[Dataset items]
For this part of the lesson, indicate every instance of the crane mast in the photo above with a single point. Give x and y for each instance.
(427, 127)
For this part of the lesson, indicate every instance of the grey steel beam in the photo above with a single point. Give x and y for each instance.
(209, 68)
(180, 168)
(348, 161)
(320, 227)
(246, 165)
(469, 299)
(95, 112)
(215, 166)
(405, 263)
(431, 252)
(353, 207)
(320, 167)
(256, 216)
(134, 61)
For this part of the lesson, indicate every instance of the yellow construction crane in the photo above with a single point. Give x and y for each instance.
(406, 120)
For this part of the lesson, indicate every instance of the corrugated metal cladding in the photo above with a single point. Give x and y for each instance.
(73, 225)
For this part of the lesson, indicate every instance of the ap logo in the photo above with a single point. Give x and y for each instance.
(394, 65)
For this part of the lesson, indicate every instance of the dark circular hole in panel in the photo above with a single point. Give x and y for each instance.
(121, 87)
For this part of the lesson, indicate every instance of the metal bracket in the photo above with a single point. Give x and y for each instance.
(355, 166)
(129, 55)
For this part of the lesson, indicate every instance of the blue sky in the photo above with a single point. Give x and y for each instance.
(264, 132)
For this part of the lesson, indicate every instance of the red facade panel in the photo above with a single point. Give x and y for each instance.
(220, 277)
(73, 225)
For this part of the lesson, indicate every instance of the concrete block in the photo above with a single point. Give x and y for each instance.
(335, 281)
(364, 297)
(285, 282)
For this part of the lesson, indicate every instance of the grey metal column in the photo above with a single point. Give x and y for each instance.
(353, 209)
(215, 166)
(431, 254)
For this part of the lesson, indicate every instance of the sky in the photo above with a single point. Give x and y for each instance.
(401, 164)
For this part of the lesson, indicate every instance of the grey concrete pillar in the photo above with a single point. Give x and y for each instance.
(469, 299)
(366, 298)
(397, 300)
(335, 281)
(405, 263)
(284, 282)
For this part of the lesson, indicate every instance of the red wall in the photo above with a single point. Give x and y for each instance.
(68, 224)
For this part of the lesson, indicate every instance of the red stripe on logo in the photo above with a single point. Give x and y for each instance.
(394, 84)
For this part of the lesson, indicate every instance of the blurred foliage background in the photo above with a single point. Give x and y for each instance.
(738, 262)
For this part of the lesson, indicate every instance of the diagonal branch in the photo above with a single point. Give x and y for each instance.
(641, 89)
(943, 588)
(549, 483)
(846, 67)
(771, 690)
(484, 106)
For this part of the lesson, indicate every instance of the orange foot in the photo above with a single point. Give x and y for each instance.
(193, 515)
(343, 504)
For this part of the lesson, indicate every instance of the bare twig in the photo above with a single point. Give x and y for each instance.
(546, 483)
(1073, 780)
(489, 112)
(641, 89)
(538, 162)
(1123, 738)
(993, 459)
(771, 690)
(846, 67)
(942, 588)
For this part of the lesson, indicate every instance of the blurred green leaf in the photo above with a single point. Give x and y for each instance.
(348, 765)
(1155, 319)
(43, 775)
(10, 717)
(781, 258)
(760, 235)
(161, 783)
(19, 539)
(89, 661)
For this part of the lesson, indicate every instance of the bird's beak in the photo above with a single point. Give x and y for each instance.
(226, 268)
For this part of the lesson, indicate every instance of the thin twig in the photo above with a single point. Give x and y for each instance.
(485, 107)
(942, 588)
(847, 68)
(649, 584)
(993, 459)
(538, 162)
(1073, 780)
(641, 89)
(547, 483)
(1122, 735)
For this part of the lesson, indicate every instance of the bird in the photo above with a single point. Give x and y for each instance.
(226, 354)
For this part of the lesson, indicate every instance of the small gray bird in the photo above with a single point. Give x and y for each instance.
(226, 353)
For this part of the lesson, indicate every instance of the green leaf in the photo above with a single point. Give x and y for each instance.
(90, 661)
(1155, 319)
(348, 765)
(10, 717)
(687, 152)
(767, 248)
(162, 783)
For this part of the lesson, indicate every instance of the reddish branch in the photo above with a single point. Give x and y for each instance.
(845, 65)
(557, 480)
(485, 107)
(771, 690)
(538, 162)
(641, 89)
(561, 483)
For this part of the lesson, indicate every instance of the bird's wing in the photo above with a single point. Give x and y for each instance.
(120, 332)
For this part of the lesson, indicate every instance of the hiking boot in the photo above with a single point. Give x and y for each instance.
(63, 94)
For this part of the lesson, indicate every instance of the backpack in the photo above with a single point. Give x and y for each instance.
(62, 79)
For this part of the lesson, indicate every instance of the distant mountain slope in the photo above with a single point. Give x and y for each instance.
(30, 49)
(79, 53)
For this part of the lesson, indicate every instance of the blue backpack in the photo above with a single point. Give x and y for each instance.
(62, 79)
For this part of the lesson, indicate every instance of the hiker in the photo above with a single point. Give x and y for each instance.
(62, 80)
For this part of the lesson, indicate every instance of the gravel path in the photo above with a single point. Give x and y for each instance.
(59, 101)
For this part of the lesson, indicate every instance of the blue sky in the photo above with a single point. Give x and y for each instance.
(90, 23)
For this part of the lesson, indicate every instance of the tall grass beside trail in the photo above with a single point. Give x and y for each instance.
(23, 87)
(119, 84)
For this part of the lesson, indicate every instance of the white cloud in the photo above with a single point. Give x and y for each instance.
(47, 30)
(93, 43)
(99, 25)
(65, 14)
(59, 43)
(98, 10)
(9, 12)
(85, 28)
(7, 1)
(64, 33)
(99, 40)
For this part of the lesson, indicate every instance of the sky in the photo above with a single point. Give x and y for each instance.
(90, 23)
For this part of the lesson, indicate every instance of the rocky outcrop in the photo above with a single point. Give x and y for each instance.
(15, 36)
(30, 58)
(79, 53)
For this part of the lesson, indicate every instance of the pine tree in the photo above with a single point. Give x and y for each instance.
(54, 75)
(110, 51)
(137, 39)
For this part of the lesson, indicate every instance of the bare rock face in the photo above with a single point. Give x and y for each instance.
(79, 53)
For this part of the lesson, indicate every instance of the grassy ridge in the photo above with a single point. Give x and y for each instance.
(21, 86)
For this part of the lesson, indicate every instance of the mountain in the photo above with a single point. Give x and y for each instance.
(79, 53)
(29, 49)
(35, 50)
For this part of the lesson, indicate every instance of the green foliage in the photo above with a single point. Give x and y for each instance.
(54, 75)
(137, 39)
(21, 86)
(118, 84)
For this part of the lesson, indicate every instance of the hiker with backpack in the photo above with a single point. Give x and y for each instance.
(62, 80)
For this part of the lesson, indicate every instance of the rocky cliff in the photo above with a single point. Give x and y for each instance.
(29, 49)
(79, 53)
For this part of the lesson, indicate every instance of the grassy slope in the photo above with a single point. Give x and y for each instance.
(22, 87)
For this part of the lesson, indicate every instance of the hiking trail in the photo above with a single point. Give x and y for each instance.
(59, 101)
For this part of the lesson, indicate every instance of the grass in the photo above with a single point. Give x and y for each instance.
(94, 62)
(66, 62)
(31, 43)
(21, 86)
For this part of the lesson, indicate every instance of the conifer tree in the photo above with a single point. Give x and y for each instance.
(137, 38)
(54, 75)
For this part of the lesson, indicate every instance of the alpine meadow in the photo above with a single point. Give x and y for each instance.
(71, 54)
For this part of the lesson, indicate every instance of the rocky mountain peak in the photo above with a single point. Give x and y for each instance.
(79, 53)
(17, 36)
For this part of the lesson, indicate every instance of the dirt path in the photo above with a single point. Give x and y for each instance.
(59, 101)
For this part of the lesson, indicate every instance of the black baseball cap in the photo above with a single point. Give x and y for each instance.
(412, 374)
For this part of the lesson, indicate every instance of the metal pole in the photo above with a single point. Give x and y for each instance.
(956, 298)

Task instructions> Reproduce the records exactly as they appear.

Completed exercise>
For this part of the lesson, indicate every instance of the crane mast in the photo above with a single point. Give x and y for each instance.
(427, 127)
For this part of the lesson, indicate every instance of the grey steel beam in the photo above with a single point. Give x and y for each instance.
(209, 68)
(180, 168)
(348, 161)
(320, 227)
(246, 165)
(469, 299)
(95, 112)
(215, 166)
(405, 263)
(431, 252)
(353, 207)
(320, 167)
(256, 216)
(134, 61)
For this part of the lesson, indicate every instance of the yellow construction crane in the photo above with a single point. Give x and y for each instance.
(406, 120)
For this part of the lesson, indicate every instance of the corrugated metal cladding in the photo above with a single point. Give x and y for each instance.
(73, 225)
For this part of the lesson, indicate every instance of the ap logo in the photo above with a single point. Give x and y for each instance.
(394, 65)
For this part of the lesson, indicate every instance of the dark circular hole in panel in the photo above with a single point. Give x and y for each instance.
(121, 87)
For this part of the lesson, indicate every instance of the metal bracket in the photo above with a single point. Give x and y for each instance.
(355, 166)
(129, 55)
For this part of the lesson, indicate every instance of the blue sky in the photo above with a single point. Give x and y for each instance.
(264, 132)
For this part of the lesson, indicate every instance of the red facade panel in the photo above with a single point. Give x and y for each instance.
(220, 277)
(73, 225)
For this part of the lesson, indicate every instance of the concrete block in the photo above with a single point. Give x and y for each instance.
(335, 281)
(364, 297)
(285, 282)
For this part of the lesson, indicate every instance of the grey metal column in the photo above with a single point. Give x and y for each instance.
(353, 209)
(215, 166)
(431, 254)
For this part of the lesson, indicate every instance of the sky in the photo above with a single point. Give x and y for each instance.
(401, 164)
For this part of the lesson, indicate every instance of the grey concrete pillar in the photo above with a single point. Give x and y for each instance.
(469, 299)
(366, 298)
(397, 300)
(335, 281)
(405, 263)
(284, 282)
For this part of the lesson, indicate every instance of the red wall in the photo above with a single point. Give x and y for each instance.
(68, 224)
For this part of the lesson, indicate every instance of the red stripe on logo in the photo above with a single point. Give x and y for each instance.
(394, 84)
For this part of the lesson, indicate every instance of the blurred foliage background in the photo above with a single point. Give x and y for each instance.
(738, 262)
For this part of the lesson, indicate every instance of the diagonal branch in the photo above with a single point. Give x and y for each instance.
(641, 89)
(943, 588)
(549, 483)
(846, 67)
(771, 690)
(484, 106)
For this part of the lesson, indicate every instance of the orange foot in the photo above with a single point. Give x and y for each instance.
(193, 515)
(343, 504)
For this part of the lesson, indicate every instance of the bare twig in the photo above with a single point. Give x and y for each instance.
(546, 483)
(1073, 780)
(489, 112)
(641, 89)
(538, 162)
(1123, 738)
(993, 459)
(771, 690)
(846, 67)
(942, 588)
For this part of the lesson, indicate every instance of the blurred green leaf in the photo above with a single point. Give x and y for each instance.
(348, 765)
(1155, 319)
(43, 775)
(10, 717)
(781, 258)
(760, 235)
(161, 783)
(19, 539)
(89, 661)
For this part of the lesson, indicate every instance of the bird's beak in the photo above with a single point. Give x and y for each instance.
(226, 268)
For this part of the lesson, indicate every instance of the thin twig in the photo above with a single point. Give x and y for each instance.
(485, 107)
(942, 588)
(847, 68)
(649, 584)
(993, 459)
(538, 162)
(1073, 780)
(641, 89)
(547, 483)
(1122, 735)
For this part of the lesson, indicate every instance of the bird in the photo above with a single point. Give x and y for each instance.
(226, 354)
For this part of the lesson, indicate every instance of the small gray bird in the photo above with a single point. Give x and y for each instance.
(226, 353)
For this part of the lesson, indicate every instance of the green leaf in the photo above with a single point. Give x and y for each instance.
(90, 661)
(1155, 319)
(348, 765)
(10, 717)
(687, 152)
(767, 248)
(162, 783)
For this part of the lesson, indicate every instance of the reddish branch in the photo above with a single point. Give x and y for each instance.
(845, 65)
(557, 480)
(485, 107)
(771, 690)
(538, 162)
(641, 89)
(561, 483)
For this part of the lesson, indicate every instance of the bird's wing in the photo above with a single point. Give x and y for each instance.
(120, 332)
For this part of the lesson, indicate every instance of the hiking boot in the photo above with a single point. Give x and y for each instance.
(63, 94)
For this part of the lesson, indicate every instance of the backpack in the photo above with a single point. Give x and y for each instance.
(62, 79)
For this part of the lesson, indicate every instance of the distant mountain slope in the photo above with a single point. Give x and y for each instance.
(30, 49)
(79, 53)
For this part of the lesson, indicate every instance of the blue backpack in the photo above with a single point. Give x and y for each instance.
(62, 79)
For this part of the lesson, indicate every instance of the hiker in the photo above with a single point. Give x and y for each instance.
(62, 80)
For this part of the lesson, indicate every instance of the gravel path in the photo above with a single point. Give x and y for each instance.
(59, 101)
For this part of the lesson, indicate every instance of the blue sky in the photo above with a single point. Give x and y for each instance.
(90, 23)
For this part of the lesson, indicate every instance of the tall grass beside trail in the photo above with a single point. Give x and y for each instance.
(23, 87)
(119, 84)
For this part of the lesson, indicate every instance of the white cloud in the photo above with a single point. Give x and y for each instance.
(47, 30)
(93, 43)
(99, 25)
(65, 14)
(59, 43)
(98, 10)
(9, 12)
(85, 28)
(7, 1)
(64, 33)
(99, 40)
For this part of the lesson, indicate every instance of the sky in the photo above with a single point. Give x and y for each instance.
(90, 23)
For this part of the lesson, indicate every instance of the rocky outcrop in the photo above with a single point. Give x and y for each instance.
(15, 36)
(30, 58)
(79, 53)
For this part of the lesson, indicate every instance of the pine tree in the photo above with a single point. Give x and y for each instance.
(54, 75)
(110, 51)
(137, 39)
For this part of the lesson, indicate every instance of the bare rock face in the photo above with a single point. Give x and y for each instance.
(79, 53)
For this part of the lesson, indicate every instance of the grassy ridge in the photo above with a single point. Give x and y for each instance.
(21, 86)
For this part of the lesson, indicate every instance of the mountain in the photo above with a single point. Give x and y for each instance.
(79, 53)
(29, 49)
(35, 50)
For this part of the lesson, indicate every instance of the green foliage in the photo above with a single point. Give x and y for each instance.
(54, 75)
(137, 39)
(21, 86)
(118, 84)
For this part of the lesson, indicate every instance of the hiker with backpack in the photo above with a single point. Give x and y for each instance.
(62, 80)
For this part of the lesson, indicate every instance of the rocky cliff in the photo above with a single point. Give x and y for each instance.
(29, 49)
(79, 53)
For this part of the lesson, indicate every instance of the grassy slope in the photo above with a single point. Give x and y for each instance.
(22, 87)
For this part of the lesson, indicate every instance of the hiking trail in the photo above with a single point. Give x and y for each instance.
(59, 101)
For this part of the lesson, indicate every instance of the grass in the photo above with a single point. Give x and y for each instance.
(94, 62)
(66, 62)
(31, 43)
(21, 86)
For this part of the lesson, indicate every instance of the conifer tree in the photo above with a single point. Give x and y for each instance.
(137, 38)
(54, 75)
For this part of the lesson, indicate every instance of the alpine meadow in the photo above with a single point. Give x and y for each instance.
(71, 54)
For this part of the lesson, indicate every instance of the rocky mountain peak in the photo above with a single point. Give x and y for each instance.
(79, 53)
(17, 36)
For this part of the lesson, indicate every instance of the dirt path in the photo above with a single point. Give x and y for each instance.
(59, 101)
For this part of the lesson, indicate every instance of the black baseball cap in the photo above with a single point. Give x and y for each instance.
(412, 374)
For this part of the lesson, indicate every instance of the metal pole in the photo above with a single point. Give x and y for each instance.
(956, 298)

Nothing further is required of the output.